[Excerpts from a detection dataset]
════════
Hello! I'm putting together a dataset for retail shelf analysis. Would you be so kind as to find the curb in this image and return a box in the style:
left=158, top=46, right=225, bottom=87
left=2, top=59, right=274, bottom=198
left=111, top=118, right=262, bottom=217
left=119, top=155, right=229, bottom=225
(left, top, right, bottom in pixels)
════════
** TASK BRIEF **
Can you rewrite the material above as a JSON list of strings, with one string per line and no blank lines?

** SOLUTION FOR THIS PROBLEM **
[
  "Hello! I'm putting together a dataset for retail shelf analysis. Would you be so kind as to find the curb in this image and return a box in the style:",
  "left=158, top=46, right=225, bottom=87",
  "left=2, top=59, right=274, bottom=198",
  "left=111, top=118, right=262, bottom=217",
  "left=119, top=155, right=229, bottom=225",
  "(left, top, right, bottom in pixels)"
]